Items listed in a dataset:
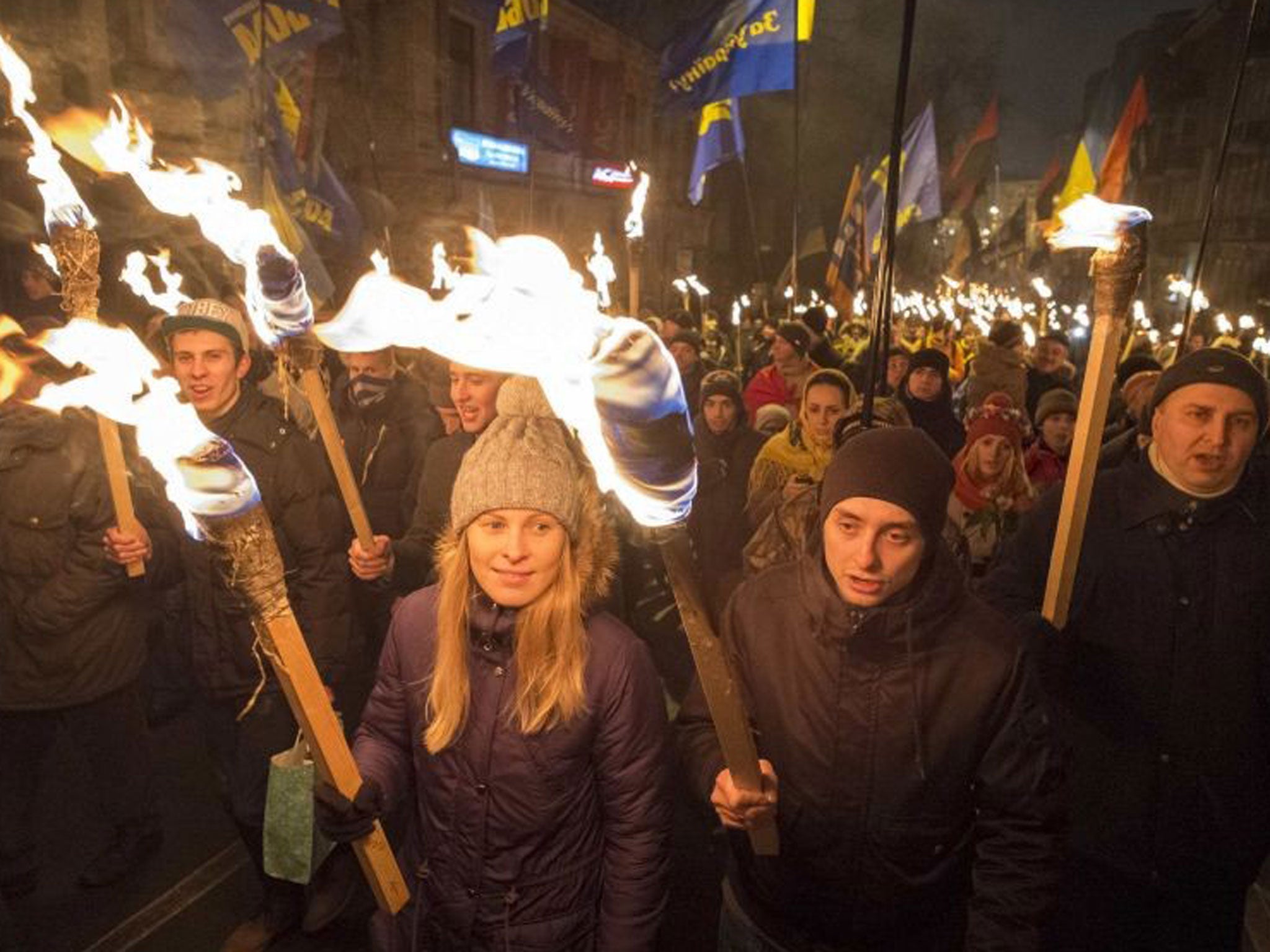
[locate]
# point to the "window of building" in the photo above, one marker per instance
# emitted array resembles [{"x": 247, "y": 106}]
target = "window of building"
[{"x": 461, "y": 93}]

> _Task prompt_
Rewrite these lines, replacing "window of building" with "building window" and changing nothing else. Leave the pictures out of your answer.

> _Result_
[locate]
# point to the "building window" in the photo above, one marker per instance
# emitted array resembles [{"x": 247, "y": 106}]
target = "building window"
[{"x": 461, "y": 93}]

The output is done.